**Passage provided:**
Page Banner

United States Department of Agriculture

Agricultural Research Service

Research Project: CHARACTERIZATION AND IDENTIFICATION OF RESISTANCE IN SORGHUM TO FUNGAL PATHOGENS

Location: Crop Germplasm Research

Title: Evaluation of sorghum accessions from Ethiopia and Mali against Fusarium thapsinum

Authors
item Prom, Louis
item Erpelding, John

Submitted to: Journal of Tropical Agriculture
Publication Type: Peer Reviewed Journal
Publication Acceptance Date: July 15, 2013
Publication Date: December 1, 2013
Citation: Prom, L.K., Erpelding, J.E. 2013. Evaluation of sorghum accessions from Ethiopia and Mali against Fusarium thapsinum. Journal of Tropical Agriculture. 51(1-2):92-97.

[Data records]
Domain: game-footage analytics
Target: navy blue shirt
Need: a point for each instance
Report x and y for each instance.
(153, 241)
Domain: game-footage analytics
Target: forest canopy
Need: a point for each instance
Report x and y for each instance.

* * *

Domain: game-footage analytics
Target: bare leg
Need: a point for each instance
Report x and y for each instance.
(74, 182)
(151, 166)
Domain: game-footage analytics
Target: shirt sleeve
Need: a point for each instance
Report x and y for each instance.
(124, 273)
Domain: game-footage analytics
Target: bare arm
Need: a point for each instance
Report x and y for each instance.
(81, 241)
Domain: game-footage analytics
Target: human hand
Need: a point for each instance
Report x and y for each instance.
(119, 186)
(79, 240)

**What you need to do:**
**1)** In the sorghum research listing, reproduce word for word the section that begins with the words containing "Location: Crop Germplasm" and ends with "Tropical Agriculture. 51(1-2):92-97.".
**2)** According to the sorghum research listing, on what date was the publication accepted?

**Activity answers:**
**1)**
Location: Crop Germplasm Research

Title: Evaluation of sorghum accessions from Ethiopia and Mali against Fusarium thapsinum

Authors
item Prom, Louis
item Erpelding, John

Submitted to: Journal of Tropical Agriculture
Publication Type: Peer Reviewed Journal
Publication Acceptance Date: July 15, 2013
Publication Date: December 1, 2013
Citation: Prom, L.K., Erpelding, J.E. 2013. Evaluation of sorghum accessions from Ethiopia and Mali against Fusarium thapsinum. Journal of Tropical Agriculture. 51(1-2):92-97.

**2)** July 15, 2013